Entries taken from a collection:
═══

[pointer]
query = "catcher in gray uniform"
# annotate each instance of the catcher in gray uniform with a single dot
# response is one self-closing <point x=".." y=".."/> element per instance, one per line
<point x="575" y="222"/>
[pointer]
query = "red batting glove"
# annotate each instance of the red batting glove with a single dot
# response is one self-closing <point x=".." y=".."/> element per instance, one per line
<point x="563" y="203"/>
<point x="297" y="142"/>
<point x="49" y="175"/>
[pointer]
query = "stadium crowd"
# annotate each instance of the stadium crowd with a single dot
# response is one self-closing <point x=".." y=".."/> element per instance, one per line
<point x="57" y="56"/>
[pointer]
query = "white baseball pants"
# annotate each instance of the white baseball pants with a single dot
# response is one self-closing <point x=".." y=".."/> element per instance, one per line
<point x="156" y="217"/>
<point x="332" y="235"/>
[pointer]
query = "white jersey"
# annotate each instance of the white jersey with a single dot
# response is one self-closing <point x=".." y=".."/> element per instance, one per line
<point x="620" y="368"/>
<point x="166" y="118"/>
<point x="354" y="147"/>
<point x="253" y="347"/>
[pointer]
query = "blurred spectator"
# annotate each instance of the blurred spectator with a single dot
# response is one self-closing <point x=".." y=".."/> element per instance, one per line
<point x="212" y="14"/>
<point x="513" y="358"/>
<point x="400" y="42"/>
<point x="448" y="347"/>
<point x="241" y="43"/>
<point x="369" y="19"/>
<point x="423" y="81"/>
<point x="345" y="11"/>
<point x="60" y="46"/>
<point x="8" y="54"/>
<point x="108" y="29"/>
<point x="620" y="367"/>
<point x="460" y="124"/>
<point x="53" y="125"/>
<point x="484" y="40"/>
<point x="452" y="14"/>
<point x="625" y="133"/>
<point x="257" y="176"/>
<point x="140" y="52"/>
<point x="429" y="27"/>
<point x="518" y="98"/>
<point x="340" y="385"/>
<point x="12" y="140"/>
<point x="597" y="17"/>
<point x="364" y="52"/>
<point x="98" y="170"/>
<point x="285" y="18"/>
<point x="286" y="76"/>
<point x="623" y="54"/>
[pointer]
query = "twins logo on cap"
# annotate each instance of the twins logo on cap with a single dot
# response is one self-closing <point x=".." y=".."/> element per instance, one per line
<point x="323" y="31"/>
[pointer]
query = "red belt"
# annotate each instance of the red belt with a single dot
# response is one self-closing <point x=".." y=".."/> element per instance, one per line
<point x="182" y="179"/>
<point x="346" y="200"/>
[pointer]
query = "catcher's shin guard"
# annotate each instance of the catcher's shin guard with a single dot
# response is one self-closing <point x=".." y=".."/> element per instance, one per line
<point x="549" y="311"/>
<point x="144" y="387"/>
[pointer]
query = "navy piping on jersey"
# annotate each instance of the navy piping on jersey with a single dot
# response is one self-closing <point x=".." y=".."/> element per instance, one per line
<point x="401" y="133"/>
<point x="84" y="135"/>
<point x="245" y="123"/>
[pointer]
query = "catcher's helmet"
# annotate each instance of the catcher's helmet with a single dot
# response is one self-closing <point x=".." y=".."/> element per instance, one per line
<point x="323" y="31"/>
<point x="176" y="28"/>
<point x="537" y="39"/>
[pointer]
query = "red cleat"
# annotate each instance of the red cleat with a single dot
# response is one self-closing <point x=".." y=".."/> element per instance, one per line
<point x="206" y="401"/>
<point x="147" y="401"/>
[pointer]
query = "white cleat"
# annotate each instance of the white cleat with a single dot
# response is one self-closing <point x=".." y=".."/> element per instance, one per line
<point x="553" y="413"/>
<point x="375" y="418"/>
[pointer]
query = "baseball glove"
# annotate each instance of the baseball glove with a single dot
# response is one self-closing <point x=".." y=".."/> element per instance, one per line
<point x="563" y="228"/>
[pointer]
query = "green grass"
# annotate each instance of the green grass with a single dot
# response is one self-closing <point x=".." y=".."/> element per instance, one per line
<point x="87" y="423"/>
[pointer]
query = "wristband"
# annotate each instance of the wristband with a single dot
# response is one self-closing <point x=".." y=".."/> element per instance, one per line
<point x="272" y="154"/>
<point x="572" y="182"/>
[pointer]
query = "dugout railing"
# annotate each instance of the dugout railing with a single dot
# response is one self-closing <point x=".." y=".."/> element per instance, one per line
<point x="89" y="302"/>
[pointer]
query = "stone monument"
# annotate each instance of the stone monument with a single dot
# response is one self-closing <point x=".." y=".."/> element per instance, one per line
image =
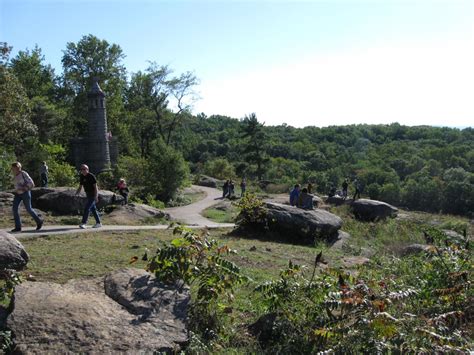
<point x="99" y="149"/>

═══

§ Requirements: Reproduce the records above exactly, leaving out every picture they contain.

§ Response below:
[pointer]
query = "catcher in gray uniform"
# annotate each instance of the catcher in gray uniform with a single dot
# response is one self-closing <point x=".." y=".."/> element per instance, one per line
<point x="575" y="222"/>
[pointer]
query = "red batting glove"
# annotate each instance of the red batting glove with a single dot
# response is one self-closing <point x=".." y=".."/> element per instance, one per line
<point x="563" y="203"/>
<point x="297" y="142"/>
<point x="49" y="175"/>
[pointer]
query = "stadium crowd"
# annotate each instance of the stadium crowd with a single dot
# response is one self-closing <point x=".." y=".."/> element per instance, one per line
<point x="57" y="56"/>
[pointer]
query = "white baseball pants"
# annotate each instance of the white baseball pants with a single dot
# response is one self-closing <point x=".." y=".."/> element per instance, one per line
<point x="156" y="217"/>
<point x="332" y="235"/>
[pointer]
query = "white jersey"
# annotate each instance of the white jersey with a single dot
# response is one self-closing <point x=".." y=".."/> element per instance, one per line
<point x="620" y="368"/>
<point x="166" y="118"/>
<point x="354" y="147"/>
<point x="253" y="347"/>
[pointer]
query = "blurred spectator"
# annotate each instance of the blurred spectator with a single dot
# response is one self-closing <point x=".." y=".."/> element per instance, one per line
<point x="212" y="14"/>
<point x="513" y="358"/>
<point x="400" y="42"/>
<point x="448" y="347"/>
<point x="241" y="43"/>
<point x="369" y="19"/>
<point x="423" y="81"/>
<point x="345" y="11"/>
<point x="60" y="46"/>
<point x="8" y="54"/>
<point x="108" y="29"/>
<point x="620" y="367"/>
<point x="460" y="124"/>
<point x="53" y="125"/>
<point x="484" y="40"/>
<point x="452" y="14"/>
<point x="625" y="133"/>
<point x="257" y="176"/>
<point x="140" y="52"/>
<point x="429" y="27"/>
<point x="518" y="98"/>
<point x="340" y="385"/>
<point x="12" y="140"/>
<point x="597" y="17"/>
<point x="364" y="52"/>
<point x="98" y="170"/>
<point x="285" y="18"/>
<point x="286" y="76"/>
<point x="623" y="54"/>
[pointer]
query = "twins logo on cap"
# annotate each instance of the twins logo on cap with a single dot
# response is one self-closing <point x=".." y=".."/> element per instance, one per line
<point x="323" y="31"/>
[pointer]
query = "red belt"
# annotate each instance of the red belt with a single dot
# response is one self-closing <point x=".." y=".."/> element per instance, one per line
<point x="182" y="179"/>
<point x="346" y="200"/>
[pointer]
query = "catcher's shin guard"
# annotate each instance of the catcher's shin guard with a single dot
# response is one self-closing <point x=".." y=".."/> element per instance, one per line
<point x="549" y="311"/>
<point x="144" y="387"/>
[pointer]
query = "navy piping on jersey"
# annotate each instance of the navy piping on jersey with a single dot
# response is one self-closing <point x=".." y=".."/> element per instance, one per line
<point x="401" y="133"/>
<point x="84" y="135"/>
<point x="245" y="123"/>
[pointer]
query = "catcher's helmet"
# annotate each instance of the catcher's helmet with a single dot
# response is one self-closing <point x=".." y=".."/> element per instance, one per line
<point x="323" y="31"/>
<point x="176" y="28"/>
<point x="537" y="39"/>
[pointer]
query = "red cleat"
# annotate each instance of the red cleat with a single dot
# response is one self-closing <point x=".." y=".."/> element per instance, one per line
<point x="206" y="401"/>
<point x="147" y="401"/>
[pointer]
query = "white cleat"
# annotate each instance of the white cleat with a single dot
# response is one self-closing <point x=".." y=".."/> element per instance, one per line
<point x="553" y="413"/>
<point x="375" y="418"/>
[pointer]
query = "baseball glove"
# annotate each instance of the baseball glove with a single dot
# response is one self-closing <point x=".." y=".."/> element per instance, one per line
<point x="563" y="228"/>
[pointer]
query = "green grass"
# annotate each instance of the green grass with a single dot
# response is one self-closing <point x=".." y=".."/> element per instance, one per line
<point x="87" y="423"/>
[pointer]
query = "wristband"
# annotate each instance of the wristband with a single dot
# response is one self-closing <point x=".." y=".."/> element per instance, one per line
<point x="272" y="154"/>
<point x="572" y="182"/>
[pointer]
query = "dugout railing"
# annotate each instance of the dugout railing with a single dot
# response is one self-closing <point x=".." y=".."/> element per instance, one per line
<point x="89" y="302"/>
[pointer]
query = "stone monument"
# annotate each instance of the stone monument with a single dot
# response is one self-closing <point x=".." y=".."/> element per instance, one per line
image =
<point x="99" y="149"/>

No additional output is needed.